:: EXTRAIT ::
=====

Le prix leur est conjointement décerné "pour leurs efforts de
collecte et de diffusion des connaissances sur les changements
climatiques provoqués par l'homme et pour avoir posé les fondements
pour les mesures nécessaires à la lutte contre ces changements", a
déclaré à Oslo le président du comité Nobel norvégien, Ole Danbolt
Mjoes. Al Gore s'est dit "profondément honoré".
Le parcours d'Al Gore
Albert Arnold Gore est né le 31 mars 1948 dans une famille
marquée par la politique. Son père, Albert Arnold Gore Sr., fut
sénateur du Tennessee de 1952 à 1970 et le prépare dès l'enfance
pour la fonction suprême. Après avoir travaillé au service de
presse de l'armée au Vietnam de 1969 à 1971 malgré son opposition à
la guerre, il s'inscrit à des cours de théologie tout en
travaillant comme reporter au profit d'un quotidien de
Nashville.
Il entame ensuite des études de droit et, après un passage dans
les universités de Harvard et Vanderbilt, il se lance dans la
politique en 1976 gagnant le siège détenu auparavant par son père.

=====

:: DONNÉES FOURNIES ::
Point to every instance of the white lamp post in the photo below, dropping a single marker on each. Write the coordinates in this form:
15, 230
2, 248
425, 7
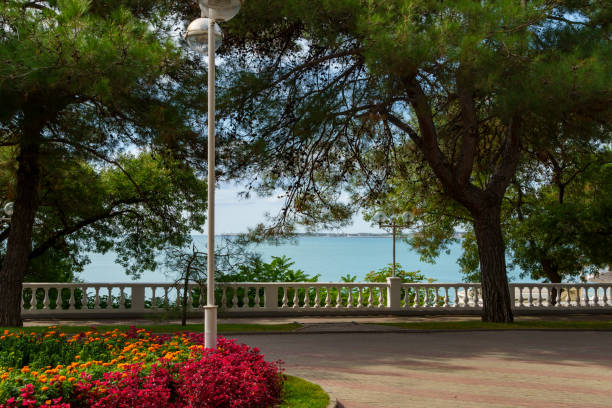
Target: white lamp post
394, 223
199, 39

=====

:: CONSIGNE 1 ::
Réécrivez sous forme de liste le paragraphe de l'extrait qui commence par « Albert Arnold Gore est né le 31 mars 1948 », en conservant ses faits principaux.
:: CONSIGNE 2 ::
Poursuivez l'extrait consacré au parcours d'Al Gore à la suite de sa dernière phrase.

:: RÉSULTAT DE L'EXERCICE 1 ::
- Albert Arnold Gore naît le 31 mars 1948 dans une famille marquée par la politique.
- Son père, Albert Arnold Gore Sr., sénateur du Tennessee de 1952 à 1970, le prépare dès l'enfance à la fonction suprême.
- De 1969 à 1971, il travaille au service de presse de l'armée au Vietnam, malgré son opposition à la guerre.
- Il suit ensuite des cours de théologie tout en étant reporter pour un quotidien de Nashville.

:: RÉSULTAT DE L'EXERCICE 2 ::
Al Gore est ensuite réélu à trois reprises puis devient sénateur du
Tennessee en 1984 à l'âge de 36 ans.
A partir de la fin des années 70, il conforte son assise au
Congrès en se spécialisant dans des dossiers techniques. Il a pu
ainsi apporter à Bill Clinton son expérience en matière
d'éducation, de technologie - internet deviendra l'un de ses
chevaux de bataille -, d'environnement et de
télécommunications.
En 1988, il se présente à l'élection présidentielle mais, perdant
New York au cours des primaires démocrates, il décide finalement de
se retirer de la course, en jurant qu'il y aura "un autre jour"
pour lui. En 1992, il est appelé par Bill Clinton pour compléter
son "ticket" et rempilera à la vice-présidence lors de la
réélection de ce dernier en 1996. Après l'échec de sa candidature à
l'élection présidentielle controversée de 2000, Al Gore se consacre
à ce qu'il considère désormais comme le but de sa vie.
L'oeuvre d'Al Gore
Al Gore, 59 ans, est revenu sur le devant de la scène l'an
dernier avec son livre et documentaire "Une vérité qui dérange" qui
tire la sonnette d'alarme face au réchauffement de la
planète.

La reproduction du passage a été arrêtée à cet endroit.